* [What is asked]: Write out the records again, requests included, from their start through the line containing "<point>98,248</point>" (that line included), shifting every coordinate in the answers by -117 and leaving the numbers in the requests as they are. Leave the pictures out of your answer.

* [Records for the task]:
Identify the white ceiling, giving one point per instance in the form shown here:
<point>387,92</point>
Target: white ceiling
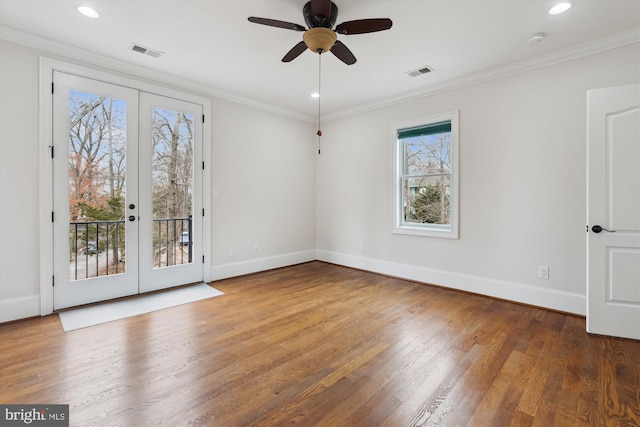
<point>212,43</point>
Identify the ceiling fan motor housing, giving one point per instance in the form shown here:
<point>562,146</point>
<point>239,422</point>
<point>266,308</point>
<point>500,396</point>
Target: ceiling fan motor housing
<point>314,21</point>
<point>319,39</point>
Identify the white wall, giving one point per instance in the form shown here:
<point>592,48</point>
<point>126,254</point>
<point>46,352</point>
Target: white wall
<point>264,174</point>
<point>19,216</point>
<point>522,182</point>
<point>263,170</point>
<point>522,185</point>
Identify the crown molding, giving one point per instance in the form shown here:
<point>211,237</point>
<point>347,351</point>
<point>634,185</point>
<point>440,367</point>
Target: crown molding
<point>93,60</point>
<point>556,57</point>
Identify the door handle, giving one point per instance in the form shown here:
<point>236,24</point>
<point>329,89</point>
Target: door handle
<point>597,229</point>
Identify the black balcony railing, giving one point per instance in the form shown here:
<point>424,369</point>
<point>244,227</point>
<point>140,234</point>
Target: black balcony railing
<point>172,241</point>
<point>98,248</point>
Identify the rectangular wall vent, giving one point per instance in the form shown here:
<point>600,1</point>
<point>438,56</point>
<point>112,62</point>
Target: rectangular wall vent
<point>145,50</point>
<point>420,71</point>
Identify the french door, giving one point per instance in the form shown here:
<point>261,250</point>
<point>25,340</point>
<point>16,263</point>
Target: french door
<point>127,195</point>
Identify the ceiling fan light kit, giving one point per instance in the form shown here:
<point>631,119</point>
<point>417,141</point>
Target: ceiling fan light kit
<point>319,39</point>
<point>320,17</point>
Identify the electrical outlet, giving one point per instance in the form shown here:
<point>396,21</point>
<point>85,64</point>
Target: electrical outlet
<point>543,272</point>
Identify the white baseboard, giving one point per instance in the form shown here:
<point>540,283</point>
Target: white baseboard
<point>224,271</point>
<point>526,294</point>
<point>19,308</point>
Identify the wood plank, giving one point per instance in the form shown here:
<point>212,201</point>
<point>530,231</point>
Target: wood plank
<point>319,344</point>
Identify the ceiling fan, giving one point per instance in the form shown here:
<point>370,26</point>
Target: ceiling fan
<point>320,16</point>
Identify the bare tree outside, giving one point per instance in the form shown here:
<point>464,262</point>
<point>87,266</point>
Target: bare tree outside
<point>172,185</point>
<point>427,179</point>
<point>97,185</point>
<point>97,143</point>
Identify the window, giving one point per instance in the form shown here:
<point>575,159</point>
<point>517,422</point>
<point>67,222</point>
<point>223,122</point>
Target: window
<point>425,196</point>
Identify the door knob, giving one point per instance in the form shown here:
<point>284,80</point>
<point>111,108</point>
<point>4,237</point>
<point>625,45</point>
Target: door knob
<point>597,229</point>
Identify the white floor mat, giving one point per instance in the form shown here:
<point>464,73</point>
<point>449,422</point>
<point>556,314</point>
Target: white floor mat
<point>129,307</point>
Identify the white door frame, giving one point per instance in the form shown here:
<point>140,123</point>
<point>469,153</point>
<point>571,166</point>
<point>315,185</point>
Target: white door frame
<point>613,240</point>
<point>45,123</point>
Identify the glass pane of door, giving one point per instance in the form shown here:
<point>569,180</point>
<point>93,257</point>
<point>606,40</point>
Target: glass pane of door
<point>171,213</point>
<point>172,187</point>
<point>97,177</point>
<point>95,188</point>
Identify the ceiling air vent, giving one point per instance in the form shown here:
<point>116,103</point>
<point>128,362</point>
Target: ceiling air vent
<point>145,50</point>
<point>420,71</point>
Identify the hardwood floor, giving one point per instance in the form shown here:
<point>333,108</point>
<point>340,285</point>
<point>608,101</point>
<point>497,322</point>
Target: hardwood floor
<point>318,344</point>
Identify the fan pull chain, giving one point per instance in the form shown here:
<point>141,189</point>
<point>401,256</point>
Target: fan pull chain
<point>319,133</point>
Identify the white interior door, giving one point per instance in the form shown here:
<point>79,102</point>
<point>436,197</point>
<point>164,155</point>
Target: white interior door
<point>127,191</point>
<point>95,179</point>
<point>613,211</point>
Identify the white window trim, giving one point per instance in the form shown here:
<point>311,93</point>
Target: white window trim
<point>430,230</point>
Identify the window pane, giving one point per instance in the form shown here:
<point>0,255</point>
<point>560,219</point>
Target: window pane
<point>427,200</point>
<point>97,142</point>
<point>427,154</point>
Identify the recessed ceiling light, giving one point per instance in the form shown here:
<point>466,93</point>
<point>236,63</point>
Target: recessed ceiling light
<point>88,12</point>
<point>560,8</point>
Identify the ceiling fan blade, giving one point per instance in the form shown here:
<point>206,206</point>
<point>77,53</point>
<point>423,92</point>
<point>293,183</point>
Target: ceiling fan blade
<point>294,52</point>
<point>343,53</point>
<point>321,8</point>
<point>362,26</point>
<point>276,23</point>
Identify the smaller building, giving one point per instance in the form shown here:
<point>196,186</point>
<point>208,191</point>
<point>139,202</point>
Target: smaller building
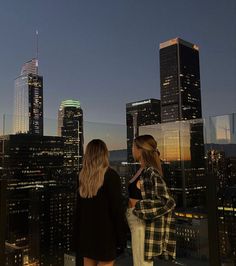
<point>192,234</point>
<point>140,113</point>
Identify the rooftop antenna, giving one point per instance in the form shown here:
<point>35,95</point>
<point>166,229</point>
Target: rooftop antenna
<point>37,50</point>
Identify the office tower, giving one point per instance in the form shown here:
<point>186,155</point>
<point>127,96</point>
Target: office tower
<point>180,81</point>
<point>70,126</point>
<point>40,197</point>
<point>140,113</point>
<point>2,218</point>
<point>28,102</point>
<point>192,234</point>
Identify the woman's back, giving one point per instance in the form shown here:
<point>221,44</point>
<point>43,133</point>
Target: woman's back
<point>100,220</point>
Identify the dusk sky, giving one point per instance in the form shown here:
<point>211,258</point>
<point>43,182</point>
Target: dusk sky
<point>105,53</point>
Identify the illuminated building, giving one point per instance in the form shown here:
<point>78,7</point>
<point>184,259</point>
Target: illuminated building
<point>182,154</point>
<point>221,191</point>
<point>40,197</point>
<point>192,234</point>
<point>70,126</point>
<point>140,113</point>
<point>180,81</point>
<point>28,105</point>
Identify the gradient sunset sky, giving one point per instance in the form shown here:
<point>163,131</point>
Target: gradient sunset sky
<point>105,53</point>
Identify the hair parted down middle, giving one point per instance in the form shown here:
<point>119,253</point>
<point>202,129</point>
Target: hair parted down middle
<point>150,154</point>
<point>95,164</point>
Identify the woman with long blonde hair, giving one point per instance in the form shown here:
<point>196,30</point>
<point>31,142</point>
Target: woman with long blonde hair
<point>100,220</point>
<point>150,212</point>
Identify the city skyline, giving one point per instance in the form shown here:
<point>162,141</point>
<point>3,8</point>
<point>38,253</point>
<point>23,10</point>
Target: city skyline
<point>81,54</point>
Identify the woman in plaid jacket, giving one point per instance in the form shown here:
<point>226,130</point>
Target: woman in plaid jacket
<point>150,212</point>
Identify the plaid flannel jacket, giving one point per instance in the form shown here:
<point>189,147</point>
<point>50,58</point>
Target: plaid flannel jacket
<point>156,208</point>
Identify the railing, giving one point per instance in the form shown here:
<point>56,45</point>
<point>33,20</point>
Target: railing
<point>37,182</point>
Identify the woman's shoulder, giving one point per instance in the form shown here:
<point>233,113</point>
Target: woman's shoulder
<point>111,172</point>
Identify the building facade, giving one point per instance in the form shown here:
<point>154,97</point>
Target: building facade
<point>140,113</point>
<point>179,81</point>
<point>40,197</point>
<point>28,100</point>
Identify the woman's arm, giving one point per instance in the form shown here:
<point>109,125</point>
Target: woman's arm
<point>113,188</point>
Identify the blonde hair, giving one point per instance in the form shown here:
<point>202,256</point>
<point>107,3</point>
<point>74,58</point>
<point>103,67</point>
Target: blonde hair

* [Solution to this exercise]:
Identify the white ceiling, giving one point per instance in the form shown here:
<point>387,92</point>
Target: white ceiling
<point>95,-74</point>
Identify the ceiling fan motor housing, giving one point per instance in the form shown here:
<point>562,146</point>
<point>239,422</point>
<point>266,308</point>
<point>500,396</point>
Target: ceiling fan motor housing
<point>197,-96</point>
<point>202,-78</point>
Identify the white wall, giving one point per instance in the form shown here:
<point>592,48</point>
<point>126,254</point>
<point>46,352</point>
Target: white wall
<point>147,57</point>
<point>-98,99</point>
<point>405,65</point>
<point>146,53</point>
<point>405,68</point>
Identify the crown molding, giving one point per instance in the form shown here:
<point>211,237</point>
<point>347,351</point>
<point>634,185</point>
<point>440,367</point>
Target: crown molding
<point>-24,-57</point>
<point>439,-60</point>
Identify the door handle, giving one point per instance in the form shown here:
<point>236,24</point>
<point>329,89</point>
Target: door handle
<point>480,112</point>
Identify the black balcony railing, giving one point per instance in the form shown here:
<point>424,369</point>
<point>244,227</point>
<point>140,234</point>
Target: black balcony railing
<point>55,124</point>
<point>-19,131</point>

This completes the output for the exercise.